- [YOUR OBJECTIVE]: Retype everything in the entries below, from the first line down through the line containing "Segment every instance of the headrest".

┌──

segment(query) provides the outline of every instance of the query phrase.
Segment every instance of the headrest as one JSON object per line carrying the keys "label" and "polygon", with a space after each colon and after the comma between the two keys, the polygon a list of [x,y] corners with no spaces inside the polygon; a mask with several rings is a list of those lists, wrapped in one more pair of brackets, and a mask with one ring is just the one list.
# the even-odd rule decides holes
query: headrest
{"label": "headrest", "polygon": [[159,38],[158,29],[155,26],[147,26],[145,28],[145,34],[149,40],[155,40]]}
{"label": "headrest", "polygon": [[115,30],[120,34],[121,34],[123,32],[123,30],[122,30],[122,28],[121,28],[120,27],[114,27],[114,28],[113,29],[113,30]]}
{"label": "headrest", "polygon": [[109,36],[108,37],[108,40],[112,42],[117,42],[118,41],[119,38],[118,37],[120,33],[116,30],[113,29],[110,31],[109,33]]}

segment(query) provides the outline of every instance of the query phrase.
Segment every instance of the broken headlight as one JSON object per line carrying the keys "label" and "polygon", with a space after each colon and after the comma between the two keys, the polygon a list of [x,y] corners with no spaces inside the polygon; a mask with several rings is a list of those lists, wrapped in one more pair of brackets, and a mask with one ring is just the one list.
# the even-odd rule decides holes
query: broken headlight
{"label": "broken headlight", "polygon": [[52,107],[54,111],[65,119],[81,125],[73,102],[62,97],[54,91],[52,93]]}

└──

- [COMPLETED EXERCISE]:
segment(query) provides the outline of every instance of the query phrase.
Segment every instance of the headrest as one JSON object per line carrying the keys "label" and "polygon", with a space after each colon and after the comma between the two keys, the polygon a list of [x,y] corners with no spaces inside the polygon; a mask with several rings is a list of those lists, wrapped in one more pair of brackets, and a mask with one ring is just the one list.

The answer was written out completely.